**EXERCISE INSTRUCTIONS**. Copy the lines below verbatim, beginning with the line that includes "the black breeches" and continuing to the end; leave out everything before it.

**PROVIDED RECORDS**.
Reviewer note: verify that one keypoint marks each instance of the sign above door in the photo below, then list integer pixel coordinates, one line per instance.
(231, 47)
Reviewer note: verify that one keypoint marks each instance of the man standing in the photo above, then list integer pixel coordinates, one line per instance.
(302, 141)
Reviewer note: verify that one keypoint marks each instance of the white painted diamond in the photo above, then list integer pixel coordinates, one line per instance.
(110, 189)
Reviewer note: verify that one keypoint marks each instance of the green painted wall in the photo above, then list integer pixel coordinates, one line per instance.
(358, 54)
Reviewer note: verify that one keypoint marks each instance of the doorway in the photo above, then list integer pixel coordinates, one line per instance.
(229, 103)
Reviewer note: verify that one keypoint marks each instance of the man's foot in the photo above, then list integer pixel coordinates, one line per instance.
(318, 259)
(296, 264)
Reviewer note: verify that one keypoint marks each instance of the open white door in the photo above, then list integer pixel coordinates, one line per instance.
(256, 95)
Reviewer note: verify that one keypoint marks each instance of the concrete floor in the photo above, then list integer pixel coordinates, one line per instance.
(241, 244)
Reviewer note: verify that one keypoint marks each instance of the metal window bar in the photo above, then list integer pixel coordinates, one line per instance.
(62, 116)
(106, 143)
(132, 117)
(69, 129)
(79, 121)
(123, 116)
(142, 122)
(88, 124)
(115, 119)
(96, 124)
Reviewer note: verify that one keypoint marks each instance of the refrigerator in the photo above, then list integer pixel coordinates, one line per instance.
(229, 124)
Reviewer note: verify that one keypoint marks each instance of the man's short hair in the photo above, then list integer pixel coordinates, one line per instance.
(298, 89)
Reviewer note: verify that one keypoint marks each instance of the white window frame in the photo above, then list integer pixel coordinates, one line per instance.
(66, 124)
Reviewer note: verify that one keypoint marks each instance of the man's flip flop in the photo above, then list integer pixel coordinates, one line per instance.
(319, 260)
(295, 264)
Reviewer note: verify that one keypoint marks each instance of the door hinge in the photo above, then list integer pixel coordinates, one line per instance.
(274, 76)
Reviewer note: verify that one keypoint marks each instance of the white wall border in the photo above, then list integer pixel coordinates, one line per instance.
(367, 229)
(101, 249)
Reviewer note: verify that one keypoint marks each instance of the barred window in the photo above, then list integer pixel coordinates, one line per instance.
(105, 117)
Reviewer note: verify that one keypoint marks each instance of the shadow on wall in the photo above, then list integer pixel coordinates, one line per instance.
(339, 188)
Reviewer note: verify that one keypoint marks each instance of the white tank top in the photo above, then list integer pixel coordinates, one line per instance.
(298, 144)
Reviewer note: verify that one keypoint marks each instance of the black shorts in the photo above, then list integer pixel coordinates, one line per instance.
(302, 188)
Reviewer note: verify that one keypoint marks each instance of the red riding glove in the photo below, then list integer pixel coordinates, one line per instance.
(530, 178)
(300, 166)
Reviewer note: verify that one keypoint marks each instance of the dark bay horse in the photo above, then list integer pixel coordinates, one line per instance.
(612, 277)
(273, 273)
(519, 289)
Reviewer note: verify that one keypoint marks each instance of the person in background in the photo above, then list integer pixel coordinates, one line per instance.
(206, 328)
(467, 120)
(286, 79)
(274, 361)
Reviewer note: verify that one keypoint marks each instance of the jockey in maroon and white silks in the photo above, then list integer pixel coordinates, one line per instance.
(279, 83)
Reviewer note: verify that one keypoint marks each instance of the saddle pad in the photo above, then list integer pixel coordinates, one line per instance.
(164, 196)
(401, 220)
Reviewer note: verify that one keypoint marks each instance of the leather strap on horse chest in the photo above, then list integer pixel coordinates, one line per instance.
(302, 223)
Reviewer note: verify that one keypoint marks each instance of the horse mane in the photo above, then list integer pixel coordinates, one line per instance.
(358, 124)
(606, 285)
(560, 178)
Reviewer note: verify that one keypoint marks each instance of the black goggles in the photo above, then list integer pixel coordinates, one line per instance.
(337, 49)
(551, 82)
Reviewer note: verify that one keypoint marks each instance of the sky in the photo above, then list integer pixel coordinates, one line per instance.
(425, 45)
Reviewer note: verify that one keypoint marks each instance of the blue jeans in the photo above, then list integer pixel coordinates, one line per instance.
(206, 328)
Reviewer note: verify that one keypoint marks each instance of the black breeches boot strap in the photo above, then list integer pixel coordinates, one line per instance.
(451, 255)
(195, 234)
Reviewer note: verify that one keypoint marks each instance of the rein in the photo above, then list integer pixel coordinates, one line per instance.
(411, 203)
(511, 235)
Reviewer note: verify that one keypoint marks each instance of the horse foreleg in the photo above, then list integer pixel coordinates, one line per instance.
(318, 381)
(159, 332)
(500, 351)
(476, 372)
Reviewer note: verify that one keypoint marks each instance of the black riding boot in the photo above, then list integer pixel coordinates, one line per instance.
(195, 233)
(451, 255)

**EXERCISE SOLUTION**.
Reviewer note: verify that one keypoint marks each instance of the black breeches boot strap in the photo above, then list integer pixel coordinates, one line per instance.
(451, 255)
(195, 234)
Reviewer note: verify that one keypoint marks each instance of the rein in the photo above, then list integer pixel coordinates, one line per instance.
(411, 203)
(511, 235)
Reviewer note: verify that one keypoint marks each instance of the horse foreleg in the photo above, then list integer pixel coordinates, one line per instance.
(318, 381)
(159, 332)
(500, 351)
(476, 372)
Reviewer note: verify that one keypoint marks each instance of the black riding boot in the photo above, then list integer pixel coordinates, one line per instance.
(195, 233)
(451, 255)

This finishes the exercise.